- _What needs to be done_
Exact copy, pictures excluded: reproduce every record below.

- _Provided records_
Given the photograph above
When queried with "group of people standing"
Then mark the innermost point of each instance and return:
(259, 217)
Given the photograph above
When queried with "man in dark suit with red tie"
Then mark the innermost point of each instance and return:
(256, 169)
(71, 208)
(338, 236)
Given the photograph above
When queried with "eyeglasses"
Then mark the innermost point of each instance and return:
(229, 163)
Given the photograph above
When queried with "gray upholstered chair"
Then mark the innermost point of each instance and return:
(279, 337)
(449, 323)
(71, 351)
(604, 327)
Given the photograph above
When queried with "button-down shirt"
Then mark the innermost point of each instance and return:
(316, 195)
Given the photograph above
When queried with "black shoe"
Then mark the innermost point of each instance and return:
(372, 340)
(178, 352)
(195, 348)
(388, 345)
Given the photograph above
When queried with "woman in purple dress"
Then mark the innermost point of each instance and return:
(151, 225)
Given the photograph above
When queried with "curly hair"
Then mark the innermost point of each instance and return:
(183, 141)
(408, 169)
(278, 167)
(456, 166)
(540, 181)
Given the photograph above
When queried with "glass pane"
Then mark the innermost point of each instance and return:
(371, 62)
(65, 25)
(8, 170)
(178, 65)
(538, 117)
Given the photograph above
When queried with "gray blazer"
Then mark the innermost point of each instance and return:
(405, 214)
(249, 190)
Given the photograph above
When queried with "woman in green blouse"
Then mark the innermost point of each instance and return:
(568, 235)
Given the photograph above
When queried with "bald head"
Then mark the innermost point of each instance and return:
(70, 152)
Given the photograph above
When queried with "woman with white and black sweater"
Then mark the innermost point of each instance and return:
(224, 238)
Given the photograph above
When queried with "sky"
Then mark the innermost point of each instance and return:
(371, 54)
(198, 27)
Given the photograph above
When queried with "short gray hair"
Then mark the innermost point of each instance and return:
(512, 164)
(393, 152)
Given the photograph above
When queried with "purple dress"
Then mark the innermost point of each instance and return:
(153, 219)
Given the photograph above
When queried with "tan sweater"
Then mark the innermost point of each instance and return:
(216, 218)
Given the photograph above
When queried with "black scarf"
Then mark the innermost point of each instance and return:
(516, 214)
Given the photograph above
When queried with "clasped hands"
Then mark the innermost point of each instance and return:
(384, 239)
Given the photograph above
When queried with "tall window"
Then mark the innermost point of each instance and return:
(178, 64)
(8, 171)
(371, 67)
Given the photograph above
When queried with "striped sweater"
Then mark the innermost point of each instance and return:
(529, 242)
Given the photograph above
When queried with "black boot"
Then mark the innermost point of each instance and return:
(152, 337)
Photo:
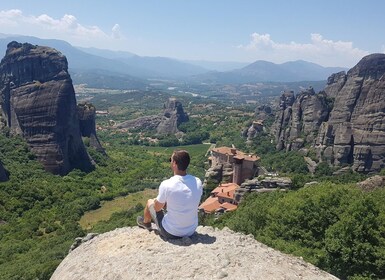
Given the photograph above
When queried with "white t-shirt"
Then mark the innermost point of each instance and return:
(182, 195)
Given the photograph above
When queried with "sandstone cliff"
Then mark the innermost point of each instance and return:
(165, 123)
(345, 122)
(3, 173)
(87, 114)
(134, 253)
(37, 101)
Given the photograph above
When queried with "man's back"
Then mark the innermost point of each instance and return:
(182, 195)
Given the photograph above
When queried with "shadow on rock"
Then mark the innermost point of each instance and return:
(194, 239)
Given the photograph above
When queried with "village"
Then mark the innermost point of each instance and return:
(236, 174)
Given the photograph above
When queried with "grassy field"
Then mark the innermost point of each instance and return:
(117, 205)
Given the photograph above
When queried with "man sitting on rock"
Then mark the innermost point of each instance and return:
(181, 194)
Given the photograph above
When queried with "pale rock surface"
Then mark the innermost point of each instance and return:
(134, 253)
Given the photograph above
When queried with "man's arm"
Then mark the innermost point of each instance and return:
(158, 206)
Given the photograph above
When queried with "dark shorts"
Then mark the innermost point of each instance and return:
(157, 217)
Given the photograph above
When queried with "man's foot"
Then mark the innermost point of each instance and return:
(142, 224)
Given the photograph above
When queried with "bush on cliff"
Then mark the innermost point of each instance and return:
(338, 228)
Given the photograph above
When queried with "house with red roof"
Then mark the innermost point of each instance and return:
(221, 199)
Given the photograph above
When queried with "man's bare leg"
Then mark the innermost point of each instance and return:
(147, 215)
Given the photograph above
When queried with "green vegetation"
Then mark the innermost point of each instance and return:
(339, 228)
(39, 212)
(333, 225)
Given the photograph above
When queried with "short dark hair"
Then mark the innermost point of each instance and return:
(181, 158)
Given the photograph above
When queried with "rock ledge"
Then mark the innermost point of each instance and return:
(134, 253)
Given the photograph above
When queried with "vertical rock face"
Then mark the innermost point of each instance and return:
(298, 117)
(345, 122)
(3, 173)
(86, 114)
(37, 100)
(355, 132)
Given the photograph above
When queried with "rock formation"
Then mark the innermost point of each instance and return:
(166, 123)
(134, 253)
(266, 184)
(299, 116)
(345, 122)
(372, 183)
(4, 176)
(37, 101)
(86, 114)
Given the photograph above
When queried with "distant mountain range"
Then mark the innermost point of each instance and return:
(87, 65)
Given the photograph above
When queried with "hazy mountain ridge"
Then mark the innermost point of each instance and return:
(134, 69)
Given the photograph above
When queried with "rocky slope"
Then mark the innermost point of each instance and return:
(345, 122)
(134, 253)
(37, 101)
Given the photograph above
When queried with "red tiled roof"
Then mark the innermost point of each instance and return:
(210, 204)
(229, 194)
(229, 206)
(224, 188)
(238, 154)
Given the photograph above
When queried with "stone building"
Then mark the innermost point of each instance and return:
(242, 166)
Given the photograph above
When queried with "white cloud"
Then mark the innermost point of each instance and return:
(116, 34)
(66, 28)
(319, 50)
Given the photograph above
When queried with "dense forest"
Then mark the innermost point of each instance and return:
(332, 224)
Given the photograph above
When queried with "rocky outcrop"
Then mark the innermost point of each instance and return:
(134, 253)
(300, 117)
(86, 115)
(355, 131)
(37, 101)
(345, 122)
(372, 183)
(4, 175)
(166, 123)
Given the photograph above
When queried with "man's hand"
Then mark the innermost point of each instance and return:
(158, 206)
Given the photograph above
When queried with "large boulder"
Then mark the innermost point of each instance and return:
(356, 128)
(134, 253)
(345, 122)
(38, 102)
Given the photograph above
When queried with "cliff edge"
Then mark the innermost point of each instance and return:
(134, 253)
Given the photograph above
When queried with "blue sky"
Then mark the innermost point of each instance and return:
(327, 32)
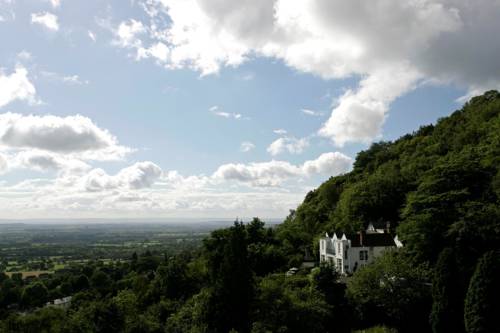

- _Finished task_
Given the photograph above
When queried with "group of people standing"
Then mark the innermost point of each instance and return:
(259, 217)
Given the photograph above
When queried with "man in dark suit with red tie"
Then mark the innermost point of each instance and return:
(256, 169)
(71, 208)
(338, 236)
Given the photograph above
When queried with "eyeglasses"
Then mark the innermost point of each instance and return:
(229, 163)
Given the photograph above
When queried with "gray upholstered chair"
Then mark the innermost point of each instance and return:
(279, 337)
(449, 323)
(71, 351)
(604, 327)
Given the photograph above
When queried with "button-down shirt"
Then mark the innermost point of each instance and return:
(316, 195)
Given the photograph above
When queried with "black shoe"
Then mark the innermost point of each instance and return:
(372, 340)
(178, 352)
(195, 348)
(388, 345)
Given the photograph above
When queried with "woman in purple dress"
Then mark the innermost point of each instance and return:
(151, 225)
Given the photograph above
When queried with "curly hair"
Then mark the innermost point of each instance and return:
(183, 141)
(408, 169)
(278, 167)
(456, 166)
(540, 181)
Given the photograph above
When queried with "glass pane"
Then mark the innermost point of each instance and return:
(371, 62)
(65, 25)
(8, 170)
(178, 65)
(538, 117)
Given the photograph above
When queried with "gray blazer"
Then mark the innermost point of each instance and return:
(405, 214)
(249, 190)
Given the photograph above
When queried with "woman in green blouse"
Then mark the innermost point of each instance and return:
(568, 235)
Given the photograph above
When queried with "bald head"
Then mark the innermost point of each instance and return:
(70, 152)
Given the photograph above
When queried with "woman with white and black sweater"
Then mark the innermost point of each instance and return:
(224, 238)
Given the photograph above
When queried with "sky"
Then mark the innermost point of each instance and return:
(371, 54)
(198, 27)
Given the photograph above
When queried with "short gray hair"
Then mark the innermost point of each instance and return:
(512, 164)
(393, 152)
Given the photograph above
When queried with "purple dress"
Then mark the innermost point of each instance and return:
(153, 219)
Given the photograph above
When queried with "tan sweater"
Then mark the innermost point of each instance and return:
(216, 218)
Given the photograph above
When queried with "black scarf"
Then mark the innermost point of each instance and return:
(516, 214)
Given the photograph above
When queried with "clasped hands"
Then mark the innermost point of each instance and return:
(384, 239)
Given the photograph above
When queried with "tall window"
Then mark the innermost point of each instance and return:
(178, 64)
(8, 171)
(371, 67)
Given the photograph above
When queried with "striped sweater"
Then mark the innermost point of each instance and return:
(529, 242)
Given the photograph above
When queried with "black boot"
Then mark the innermost point of each instance and return:
(152, 337)
Photo:
Given the photograph above
When queried with "white t-shirt"
Then mark the innermost point of each instance and return:
(182, 195)
Given the photograph above
When queried with "sandstone cliff"
Then mark the innermost point of each instance and return:
(165, 123)
(345, 122)
(3, 173)
(87, 114)
(134, 253)
(37, 101)
Given the photograph above
When queried with "man's back"
Then mark the innermost point of each instance and return:
(182, 195)
Given the photograph above
When queried with "shadow on rock"
Then mark the innermost point of each instance and return:
(194, 239)
Given the photograph above
When queried with "village"
Then mark the innermost point of each instance and return:
(236, 174)
Given the photograph above
When queried with "grassy field"
Then mark the innermost point of each instance and return:
(117, 205)
Given the photograph above
When queried with "man sitting on rock"
Then mark the innermost point of each instance and return:
(181, 194)
Given the photograph above
When queried with "pale rock surface"
Then mark the innermost point of each instance and return:
(134, 253)
Given the photograph above
When queried with "man's arm"
Then mark the innermost point of each instance and return:
(158, 206)
Given the photograph above
When queried with "dark shorts"
Then mark the innermost point of each instance and return:
(157, 217)
Given the photograph above
When queried with "man's foot"
Then mark the innermost point of each instance and return:
(142, 224)
Given the photograph above
When queried with "bush on cliff"
Then mark the innermost point of each instance and return:
(338, 228)
Given the photograph above
When queried with "house with red roof"
Then mark the innermost point of each instance and return:
(221, 199)
Given the photograph above
When queried with "man's bare leg"
Then mark the innermost point of each instance and return:
(147, 215)
Given the photograph above
When queried with "green vegetation"
Then mark the innermost point of each instance and return:
(339, 228)
(39, 212)
(333, 225)
Given the photograph above
When queried with "short dark hair"
Then mark the innermost point of each instance and return:
(181, 158)
Given the photograph above
When queried with "rock ledge"
Then mark the innermost point of each instance and return:
(134, 253)
Given the photograph above
When queried with "vertical rock face"
Then mark the innermost point of each instance and return:
(298, 117)
(345, 122)
(3, 173)
(86, 114)
(37, 100)
(355, 132)
Given the photograph above
When queried with "rock formation"
Then mark the innermost point of each instance and return:
(166, 123)
(134, 253)
(266, 184)
(299, 116)
(345, 122)
(372, 183)
(4, 176)
(37, 101)
(86, 114)
Given the photograph above
When queried with "distant mountain range"
Then mark the innermost point of each instance and return:
(87, 65)
Given the photograph above
When queried with "hazy mountain ridge"
Then mark the innermost point of each instance and return:
(134, 69)
Given the photograph above
When queried with "rocky slope"
Then mark the innermost point of each instance and return:
(345, 122)
(134, 253)
(37, 101)
Given the photograph above
When queried with "red tiled roof"
Then mark the innermost point of each instance and return:
(210, 204)
(229, 194)
(229, 206)
(224, 188)
(238, 154)
Given the photograph above
When queried with "stone building"
Then mark the innermost point of each instance and return:
(242, 166)
Given the photograph above
When queried with "white cloud"
Then mark the innermost point of each instance and return:
(116, 34)
(66, 28)
(319, 50)
Given the photograph above
When queried with "dense forest"
Then mark the innermost point of each instance and return:
(332, 224)
Given the photograph above
When queried with "rocky outcrop"
Then mark the innermost point of each instance and return:
(134, 253)
(300, 117)
(86, 115)
(355, 131)
(37, 101)
(345, 122)
(372, 183)
(4, 175)
(166, 123)
Given the photograph above
When queried with "man's hand"
Then mark the innermost point of each instance and return:
(158, 206)
Given the photograph above
When queried with "large boulder"
Then mark the innermost point of each instance and return:
(356, 128)
(134, 253)
(345, 122)
(38, 102)
Given the photograph above
When queried with "cliff edge"
Then mark the innermost point of each instance and return:
(134, 253)
Given the photograph above
When queried with "blue sky"
Then mark the innermost point of each instance and return:
(327, 32)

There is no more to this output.